THE PROBLEM: Copy the listing word for word, from its first line through the line containing "x=382, y=211", including both of those lines. Leave the pictures out.

RECORD EXTRACTS:

• • • •

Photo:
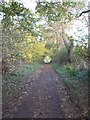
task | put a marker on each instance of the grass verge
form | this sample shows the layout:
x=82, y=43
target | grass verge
x=77, y=82
x=12, y=83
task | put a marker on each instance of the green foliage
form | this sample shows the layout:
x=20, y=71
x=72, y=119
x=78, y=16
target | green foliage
x=61, y=56
x=80, y=53
x=12, y=83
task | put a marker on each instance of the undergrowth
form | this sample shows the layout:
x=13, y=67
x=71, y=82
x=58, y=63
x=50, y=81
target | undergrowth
x=76, y=81
x=11, y=83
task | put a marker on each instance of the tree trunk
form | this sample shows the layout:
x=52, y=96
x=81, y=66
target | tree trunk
x=67, y=45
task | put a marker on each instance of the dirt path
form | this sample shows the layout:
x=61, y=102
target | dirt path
x=45, y=97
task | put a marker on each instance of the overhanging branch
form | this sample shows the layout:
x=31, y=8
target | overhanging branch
x=84, y=12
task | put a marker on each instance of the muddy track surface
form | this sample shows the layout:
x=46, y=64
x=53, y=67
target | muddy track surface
x=45, y=96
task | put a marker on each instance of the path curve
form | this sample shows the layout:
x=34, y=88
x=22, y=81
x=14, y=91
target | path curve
x=46, y=97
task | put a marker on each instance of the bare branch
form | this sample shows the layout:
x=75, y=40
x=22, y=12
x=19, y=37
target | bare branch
x=84, y=12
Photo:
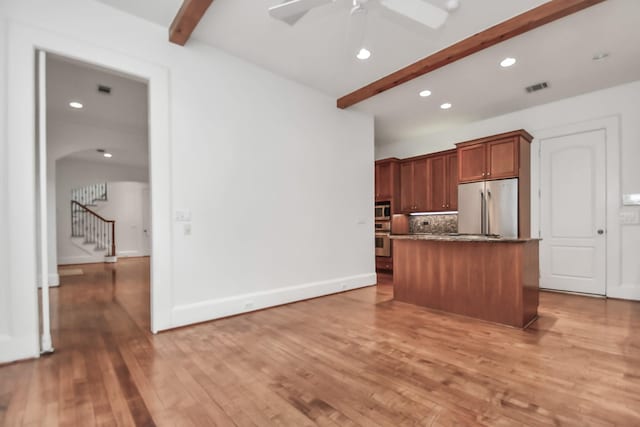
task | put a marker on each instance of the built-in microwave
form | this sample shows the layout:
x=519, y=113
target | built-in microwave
x=383, y=241
x=382, y=211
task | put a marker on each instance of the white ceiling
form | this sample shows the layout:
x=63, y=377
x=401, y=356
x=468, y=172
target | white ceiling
x=559, y=53
x=314, y=52
x=118, y=121
x=127, y=157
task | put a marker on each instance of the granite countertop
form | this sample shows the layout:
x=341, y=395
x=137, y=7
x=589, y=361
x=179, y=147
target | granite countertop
x=454, y=237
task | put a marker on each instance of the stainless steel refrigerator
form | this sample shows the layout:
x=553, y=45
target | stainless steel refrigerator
x=489, y=207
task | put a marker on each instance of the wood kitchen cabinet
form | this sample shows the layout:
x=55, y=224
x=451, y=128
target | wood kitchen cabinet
x=413, y=185
x=494, y=157
x=443, y=182
x=387, y=180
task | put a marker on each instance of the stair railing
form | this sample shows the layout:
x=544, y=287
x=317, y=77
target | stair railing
x=93, y=227
x=90, y=194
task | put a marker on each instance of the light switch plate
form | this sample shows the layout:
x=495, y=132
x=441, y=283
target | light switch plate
x=630, y=217
x=183, y=215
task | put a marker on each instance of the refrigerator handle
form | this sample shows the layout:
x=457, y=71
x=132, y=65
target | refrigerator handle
x=488, y=213
x=482, y=212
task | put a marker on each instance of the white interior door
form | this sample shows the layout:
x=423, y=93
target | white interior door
x=573, y=212
x=146, y=222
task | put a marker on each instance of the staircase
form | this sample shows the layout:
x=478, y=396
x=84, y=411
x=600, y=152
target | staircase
x=88, y=228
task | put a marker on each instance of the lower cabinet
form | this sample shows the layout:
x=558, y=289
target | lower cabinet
x=384, y=263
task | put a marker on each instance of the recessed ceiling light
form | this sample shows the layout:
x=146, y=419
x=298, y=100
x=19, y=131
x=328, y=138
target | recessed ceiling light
x=507, y=62
x=363, y=54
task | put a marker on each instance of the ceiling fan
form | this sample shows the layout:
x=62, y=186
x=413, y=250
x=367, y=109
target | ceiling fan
x=291, y=11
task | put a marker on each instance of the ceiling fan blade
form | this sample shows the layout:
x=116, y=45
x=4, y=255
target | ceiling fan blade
x=291, y=11
x=418, y=10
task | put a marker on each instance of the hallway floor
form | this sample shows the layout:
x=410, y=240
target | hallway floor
x=356, y=358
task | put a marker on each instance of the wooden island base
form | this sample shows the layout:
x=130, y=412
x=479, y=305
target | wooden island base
x=492, y=280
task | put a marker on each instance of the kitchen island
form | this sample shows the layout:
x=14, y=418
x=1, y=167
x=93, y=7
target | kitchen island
x=489, y=278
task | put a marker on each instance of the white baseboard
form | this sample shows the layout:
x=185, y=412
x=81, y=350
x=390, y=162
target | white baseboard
x=12, y=348
x=128, y=253
x=216, y=308
x=80, y=259
x=630, y=291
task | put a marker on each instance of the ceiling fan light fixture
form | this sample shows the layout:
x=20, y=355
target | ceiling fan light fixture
x=507, y=62
x=452, y=5
x=363, y=54
x=600, y=56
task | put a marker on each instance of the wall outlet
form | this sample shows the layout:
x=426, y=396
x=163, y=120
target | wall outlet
x=183, y=215
x=630, y=217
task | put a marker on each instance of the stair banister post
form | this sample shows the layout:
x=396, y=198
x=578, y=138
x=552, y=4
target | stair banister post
x=113, y=238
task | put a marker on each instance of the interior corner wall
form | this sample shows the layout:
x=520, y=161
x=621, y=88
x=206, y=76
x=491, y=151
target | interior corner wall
x=74, y=173
x=278, y=182
x=619, y=101
x=4, y=240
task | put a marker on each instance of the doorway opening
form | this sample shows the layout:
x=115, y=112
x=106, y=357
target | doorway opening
x=98, y=225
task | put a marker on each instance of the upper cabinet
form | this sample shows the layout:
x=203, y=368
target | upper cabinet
x=494, y=157
x=387, y=181
x=413, y=185
x=443, y=182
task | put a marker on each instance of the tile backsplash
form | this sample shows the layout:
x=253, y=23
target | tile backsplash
x=435, y=224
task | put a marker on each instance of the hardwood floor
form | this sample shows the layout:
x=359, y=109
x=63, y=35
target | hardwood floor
x=356, y=358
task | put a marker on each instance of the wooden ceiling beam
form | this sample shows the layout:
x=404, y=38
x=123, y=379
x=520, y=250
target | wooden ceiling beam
x=187, y=19
x=520, y=24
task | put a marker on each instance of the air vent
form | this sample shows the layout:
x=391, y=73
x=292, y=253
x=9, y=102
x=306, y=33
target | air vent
x=104, y=89
x=538, y=86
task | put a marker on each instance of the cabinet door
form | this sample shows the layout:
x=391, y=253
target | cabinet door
x=406, y=187
x=502, y=158
x=384, y=181
x=437, y=184
x=420, y=185
x=472, y=163
x=452, y=182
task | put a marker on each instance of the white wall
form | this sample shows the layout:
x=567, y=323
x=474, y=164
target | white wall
x=124, y=205
x=4, y=241
x=621, y=102
x=278, y=181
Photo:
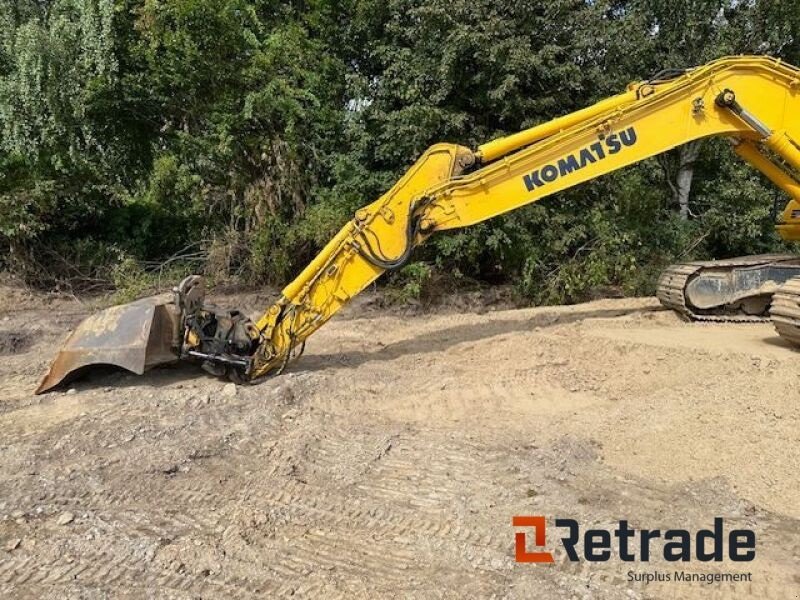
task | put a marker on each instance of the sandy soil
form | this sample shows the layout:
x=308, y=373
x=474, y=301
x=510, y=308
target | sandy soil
x=391, y=458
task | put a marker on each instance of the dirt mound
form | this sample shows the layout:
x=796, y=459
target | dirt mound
x=390, y=460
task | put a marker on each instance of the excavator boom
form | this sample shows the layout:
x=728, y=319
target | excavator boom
x=752, y=101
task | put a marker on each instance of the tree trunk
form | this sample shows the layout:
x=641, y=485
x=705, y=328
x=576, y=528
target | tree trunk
x=687, y=155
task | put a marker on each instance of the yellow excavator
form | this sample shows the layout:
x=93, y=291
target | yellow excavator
x=753, y=101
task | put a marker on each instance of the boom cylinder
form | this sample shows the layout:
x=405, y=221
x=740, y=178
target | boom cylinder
x=774, y=173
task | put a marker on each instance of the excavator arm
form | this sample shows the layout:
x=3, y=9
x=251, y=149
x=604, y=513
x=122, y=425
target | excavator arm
x=752, y=101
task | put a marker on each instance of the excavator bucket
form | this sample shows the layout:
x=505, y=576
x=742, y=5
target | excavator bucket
x=134, y=336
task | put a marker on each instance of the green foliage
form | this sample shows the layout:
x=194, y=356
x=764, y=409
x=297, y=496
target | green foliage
x=246, y=132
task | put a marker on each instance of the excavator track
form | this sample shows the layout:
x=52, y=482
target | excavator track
x=676, y=279
x=785, y=311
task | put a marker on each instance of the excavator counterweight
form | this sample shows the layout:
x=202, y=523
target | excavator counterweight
x=753, y=101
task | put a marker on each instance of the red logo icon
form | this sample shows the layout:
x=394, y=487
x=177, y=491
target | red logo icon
x=520, y=548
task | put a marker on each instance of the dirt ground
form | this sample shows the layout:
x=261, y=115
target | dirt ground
x=391, y=458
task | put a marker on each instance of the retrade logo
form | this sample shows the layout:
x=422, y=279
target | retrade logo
x=630, y=544
x=521, y=552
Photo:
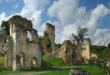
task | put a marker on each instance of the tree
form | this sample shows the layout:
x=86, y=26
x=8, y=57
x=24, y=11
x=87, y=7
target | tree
x=109, y=45
x=5, y=27
x=78, y=42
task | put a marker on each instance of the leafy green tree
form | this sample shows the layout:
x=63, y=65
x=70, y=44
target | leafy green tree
x=5, y=27
x=109, y=45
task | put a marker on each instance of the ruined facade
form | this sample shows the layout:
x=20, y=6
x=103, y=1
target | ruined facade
x=22, y=46
x=83, y=50
x=50, y=34
x=2, y=43
x=67, y=52
x=86, y=49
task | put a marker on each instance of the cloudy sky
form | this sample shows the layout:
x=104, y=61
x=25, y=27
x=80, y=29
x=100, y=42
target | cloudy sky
x=65, y=15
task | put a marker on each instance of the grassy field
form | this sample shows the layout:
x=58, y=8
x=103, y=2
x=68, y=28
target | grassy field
x=57, y=63
x=2, y=63
x=58, y=72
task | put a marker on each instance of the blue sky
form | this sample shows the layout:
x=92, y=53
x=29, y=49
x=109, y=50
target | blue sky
x=65, y=15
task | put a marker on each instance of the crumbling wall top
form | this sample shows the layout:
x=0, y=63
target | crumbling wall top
x=22, y=22
x=49, y=26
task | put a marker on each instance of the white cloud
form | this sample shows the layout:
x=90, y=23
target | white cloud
x=98, y=13
x=101, y=37
x=70, y=16
x=16, y=6
x=0, y=1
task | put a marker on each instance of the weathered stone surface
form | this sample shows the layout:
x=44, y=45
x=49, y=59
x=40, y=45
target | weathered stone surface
x=50, y=33
x=94, y=55
x=23, y=50
x=22, y=22
x=78, y=72
x=2, y=43
x=67, y=52
x=86, y=50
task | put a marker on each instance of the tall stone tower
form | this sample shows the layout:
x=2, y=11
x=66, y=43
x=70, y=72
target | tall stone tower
x=50, y=33
x=86, y=49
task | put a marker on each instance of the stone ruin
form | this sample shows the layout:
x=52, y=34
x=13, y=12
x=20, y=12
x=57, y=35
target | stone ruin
x=86, y=49
x=71, y=54
x=49, y=33
x=67, y=52
x=21, y=47
x=23, y=51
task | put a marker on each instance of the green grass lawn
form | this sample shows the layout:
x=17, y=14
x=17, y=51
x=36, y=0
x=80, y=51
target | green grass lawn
x=2, y=62
x=58, y=72
x=57, y=63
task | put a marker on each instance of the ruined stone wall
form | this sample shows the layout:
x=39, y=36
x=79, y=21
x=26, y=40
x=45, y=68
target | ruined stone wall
x=67, y=52
x=2, y=43
x=25, y=50
x=86, y=49
x=50, y=33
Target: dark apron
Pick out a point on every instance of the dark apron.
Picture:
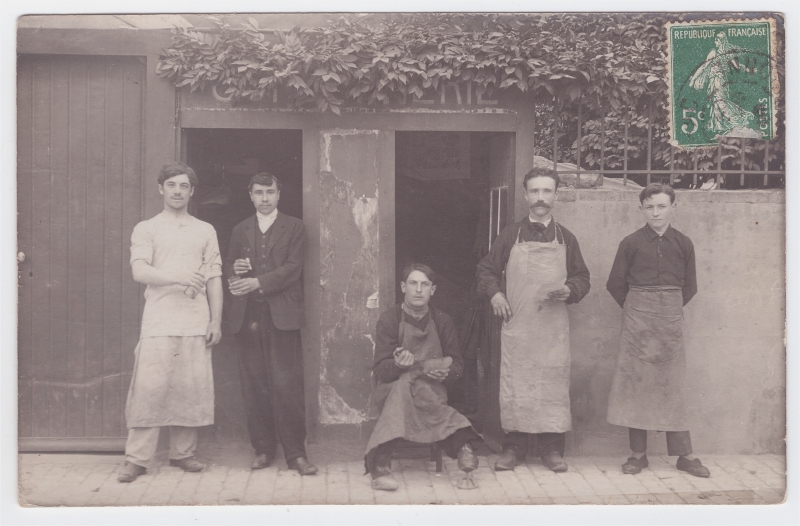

• • • •

ANSWER TO THE PROBLEM:
Photo:
task | put a marker on each instance of the grass verge
form | this sample shows the layout:
x=82, y=43
target | grass verge
x=77, y=82
x=12, y=83
task | put a marker on each instance of the green foliage
form | this sample shows the layout:
x=20, y=71
x=72, y=119
x=78, y=16
target | green foliage
x=61, y=56
x=80, y=53
x=12, y=83
task | put a marker on each instance of the undergrowth
form | this sample shows the layout:
x=13, y=67
x=71, y=82
x=58, y=63
x=50, y=81
target | undergrowth
x=76, y=81
x=11, y=83
task | put a marker on each instance of the tree trunk
form | this sample shows the layout:
x=52, y=96
x=81, y=66
target | tree trunk
x=67, y=45
task | put a marker on each instance of the dirt path
form | this sample shows the layout:
x=61, y=102
target | dirt path
x=45, y=97
task | put a marker on each instance of the overhanging branch
form | this sample shows the layout:
x=31, y=8
target | overhanging branch
x=84, y=12
task | put a marker on each instance of the muddy track surface
form | this sample shows the layout:
x=46, y=64
x=53, y=67
target | muddy track surface
x=45, y=96
task | put a marker on each instance of the path curve
form | this sample shows the layout:
x=34, y=88
x=22, y=81
x=14, y=91
target | path curve
x=46, y=97
task | put a marker on each instance of the bare branch
form | this sample shows the layout:
x=75, y=40
x=22, y=12
x=19, y=37
target | bare branch
x=84, y=12
Photo:
task | put a marker on each instance of the built-in microwave
form | this sample shows the layout:
x=519, y=113
target | built-in microwave
x=383, y=241
x=382, y=211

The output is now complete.